[BRANO DI LETTURA]
C’è tuttavia una indicazione che non posso impedirmi di dare, Nella
menzionata rassegna bibliografica Stephan Orth dice che il fatto di avere
evitato, dopo il Vaticano II, la nozione di sacrificio, ha condotto a
"pensare il culto divino soprattutto a partire dal rito della Pasqua,
rapportata nei racconti della Cena". Questa formulazione appare a prima
vista ambigua: si pensa il culto divino a partire dalla Cena, oppure dalla
festa di Pasqua che vengono indicate come quadro temporale, ma non vengono
descritte ulteriormente? Sarebbe giusto dire che la Pasqua ebraica, la cui
istituzione è riportata in Es 12, acquista nel Nuovo Testamento un nuovo
senso. Proprio in essa si manifesta un grande movimento storico che va dalle
origini fino alla Cena, alla Croce e alla Resurrezione di Gesù. Ma ciò che
stupisce, soprattutto nella formulazione di Orth, è l’opposizione costruita
tra l’idea di sacrificio e la Pasqua.
I dati veterotestamentari giudaici privano tutto ciò di senso, poiché dalla
legislazione deutoronomistica l’uccisione degli agnelli è legata al tempio;
ma persino nel periodo primitivo, in cui la Pasqua era ancora una festa
familiare, l’uccisione degli agnelli aveva già un carattere sacrificale.

[CONSEGNA]
Prosegui il brano sulla Pasqua e l'idea di sacrificio, riprendendo subito dopo la sua ultima frase.

[Voci di un insieme di annotazioni a punti]
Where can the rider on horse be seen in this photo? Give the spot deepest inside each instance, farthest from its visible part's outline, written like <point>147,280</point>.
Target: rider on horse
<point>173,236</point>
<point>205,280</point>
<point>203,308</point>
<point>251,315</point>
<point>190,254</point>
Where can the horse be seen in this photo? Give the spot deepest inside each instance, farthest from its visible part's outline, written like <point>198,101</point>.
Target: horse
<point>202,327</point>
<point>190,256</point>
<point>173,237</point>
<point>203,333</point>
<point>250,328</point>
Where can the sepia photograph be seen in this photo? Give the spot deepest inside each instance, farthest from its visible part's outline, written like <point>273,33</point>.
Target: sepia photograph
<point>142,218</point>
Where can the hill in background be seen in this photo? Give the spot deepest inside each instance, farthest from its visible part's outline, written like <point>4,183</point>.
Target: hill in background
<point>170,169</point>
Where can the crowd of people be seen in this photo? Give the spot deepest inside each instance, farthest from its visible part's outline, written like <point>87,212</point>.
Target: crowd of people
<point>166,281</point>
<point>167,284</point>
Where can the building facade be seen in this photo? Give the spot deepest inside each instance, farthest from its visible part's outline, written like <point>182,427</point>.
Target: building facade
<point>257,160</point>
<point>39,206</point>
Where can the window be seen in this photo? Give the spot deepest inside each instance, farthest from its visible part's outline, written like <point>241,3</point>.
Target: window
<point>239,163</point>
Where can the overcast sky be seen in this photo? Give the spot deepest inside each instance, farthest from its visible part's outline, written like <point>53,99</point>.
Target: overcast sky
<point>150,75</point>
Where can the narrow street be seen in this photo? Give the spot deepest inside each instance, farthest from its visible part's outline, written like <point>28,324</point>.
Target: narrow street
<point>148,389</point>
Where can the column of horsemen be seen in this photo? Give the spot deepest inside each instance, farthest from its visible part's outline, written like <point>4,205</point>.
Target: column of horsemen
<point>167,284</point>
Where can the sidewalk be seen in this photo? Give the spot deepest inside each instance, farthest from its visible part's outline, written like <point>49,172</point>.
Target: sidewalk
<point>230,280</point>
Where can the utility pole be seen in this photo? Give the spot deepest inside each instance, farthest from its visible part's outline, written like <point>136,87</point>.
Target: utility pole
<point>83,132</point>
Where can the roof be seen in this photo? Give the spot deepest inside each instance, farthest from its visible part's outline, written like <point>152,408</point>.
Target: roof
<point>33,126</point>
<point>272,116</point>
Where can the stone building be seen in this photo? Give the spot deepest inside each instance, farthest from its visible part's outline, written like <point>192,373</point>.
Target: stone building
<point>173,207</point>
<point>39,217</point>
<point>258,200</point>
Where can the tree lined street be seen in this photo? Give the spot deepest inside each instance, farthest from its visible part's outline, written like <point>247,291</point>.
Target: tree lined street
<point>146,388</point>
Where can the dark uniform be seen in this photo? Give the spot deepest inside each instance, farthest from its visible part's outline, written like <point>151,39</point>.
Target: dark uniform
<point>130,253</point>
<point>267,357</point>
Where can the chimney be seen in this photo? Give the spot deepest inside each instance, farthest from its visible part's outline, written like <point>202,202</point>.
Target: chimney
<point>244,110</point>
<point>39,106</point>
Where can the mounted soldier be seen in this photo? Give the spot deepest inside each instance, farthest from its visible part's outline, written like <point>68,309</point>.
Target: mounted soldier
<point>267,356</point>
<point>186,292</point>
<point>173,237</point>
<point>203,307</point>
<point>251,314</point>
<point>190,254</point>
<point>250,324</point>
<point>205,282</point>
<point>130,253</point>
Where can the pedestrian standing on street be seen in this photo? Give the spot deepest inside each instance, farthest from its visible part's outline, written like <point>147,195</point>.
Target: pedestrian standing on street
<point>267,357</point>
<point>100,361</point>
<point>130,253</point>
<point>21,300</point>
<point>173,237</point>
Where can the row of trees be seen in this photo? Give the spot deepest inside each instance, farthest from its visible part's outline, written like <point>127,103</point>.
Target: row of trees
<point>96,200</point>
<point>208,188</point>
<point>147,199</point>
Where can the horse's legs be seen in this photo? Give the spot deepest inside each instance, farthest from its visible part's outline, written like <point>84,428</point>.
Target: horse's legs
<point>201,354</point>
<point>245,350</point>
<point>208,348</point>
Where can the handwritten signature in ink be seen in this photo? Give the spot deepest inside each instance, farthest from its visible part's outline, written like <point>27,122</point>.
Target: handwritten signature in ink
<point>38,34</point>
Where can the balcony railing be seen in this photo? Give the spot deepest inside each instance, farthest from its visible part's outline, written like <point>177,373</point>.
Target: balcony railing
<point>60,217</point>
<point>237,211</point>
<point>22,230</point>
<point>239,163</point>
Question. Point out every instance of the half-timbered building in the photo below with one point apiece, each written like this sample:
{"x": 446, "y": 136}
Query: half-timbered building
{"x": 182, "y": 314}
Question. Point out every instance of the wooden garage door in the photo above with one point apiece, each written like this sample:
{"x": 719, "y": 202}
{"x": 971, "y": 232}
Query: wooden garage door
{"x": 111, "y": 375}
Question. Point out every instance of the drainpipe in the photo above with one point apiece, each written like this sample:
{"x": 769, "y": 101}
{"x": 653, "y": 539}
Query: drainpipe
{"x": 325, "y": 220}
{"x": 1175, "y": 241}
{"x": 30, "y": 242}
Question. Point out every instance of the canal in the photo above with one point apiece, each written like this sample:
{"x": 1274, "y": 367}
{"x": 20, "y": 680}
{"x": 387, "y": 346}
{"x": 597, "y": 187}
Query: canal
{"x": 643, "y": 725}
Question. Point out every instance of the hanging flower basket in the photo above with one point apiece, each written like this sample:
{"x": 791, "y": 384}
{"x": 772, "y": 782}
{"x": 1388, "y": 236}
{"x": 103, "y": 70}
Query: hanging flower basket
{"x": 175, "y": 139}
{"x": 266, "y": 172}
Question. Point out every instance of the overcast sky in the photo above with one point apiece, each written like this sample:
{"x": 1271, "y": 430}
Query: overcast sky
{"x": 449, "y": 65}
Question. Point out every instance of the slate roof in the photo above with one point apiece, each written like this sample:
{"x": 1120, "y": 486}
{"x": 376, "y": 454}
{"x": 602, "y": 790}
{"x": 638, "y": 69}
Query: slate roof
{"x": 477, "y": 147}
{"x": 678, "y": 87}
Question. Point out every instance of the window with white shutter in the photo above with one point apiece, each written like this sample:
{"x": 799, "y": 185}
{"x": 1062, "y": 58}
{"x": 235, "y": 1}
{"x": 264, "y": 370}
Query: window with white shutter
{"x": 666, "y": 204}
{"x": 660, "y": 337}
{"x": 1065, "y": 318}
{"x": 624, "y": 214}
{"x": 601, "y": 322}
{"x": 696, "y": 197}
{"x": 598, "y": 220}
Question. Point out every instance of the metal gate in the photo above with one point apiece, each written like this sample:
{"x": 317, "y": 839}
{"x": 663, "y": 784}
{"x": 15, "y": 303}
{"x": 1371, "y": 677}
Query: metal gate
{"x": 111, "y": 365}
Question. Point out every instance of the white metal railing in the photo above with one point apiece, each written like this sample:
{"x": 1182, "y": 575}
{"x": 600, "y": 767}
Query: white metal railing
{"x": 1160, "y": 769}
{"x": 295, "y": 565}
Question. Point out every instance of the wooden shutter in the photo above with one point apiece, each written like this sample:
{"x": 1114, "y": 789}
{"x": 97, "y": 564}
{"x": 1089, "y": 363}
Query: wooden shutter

[RISPOSTA]
Così, per l’appunto attraverso la tradizione della Pasqua, l’idea di
sacrificio arriva fino alle parole e ai gesti della Cena, dove è presente,
del resto, sulla base di un secondo passaggio veterotestamentario, Es 24,
che riporta la conclusione dell’Alleanza del Sinai. Là è riferito che il
popolo fu asperso col sangue delle vittime condotte in precedenza e che Mosè
disse in quella occasione: "Questo è il sangue dell’alleanza che il Signore
ha concluso con voi sulla base di tutte queste parole" (Es 24,8).
La nuova Pasqua cristiana è così espressamente interpretata nei racconti
della Cena come un avvenimento sacrificale e, sulla base delle parole della
Cena, la Chiesa nascente sapeva che la croce era un sacrifico, poiché la
Cena sarebbe stata un gesto vuoto senza la realtà della croce e della
Resurrezione, che vi è anticipata e resa accessibile per tutti i tempi nel
suo contenuto interno.
Menziono questa strana opposizione tra la Pasqua e il sacrificio, perché
rappresenta il principio architettonico di un libro recentemente pubblicato
dalla Fraternità San Pio X, che pretende esista una rottura dogmatica tra la
nuova liturgia di Paolo VI e la precedente tradizione liturgica cattolica.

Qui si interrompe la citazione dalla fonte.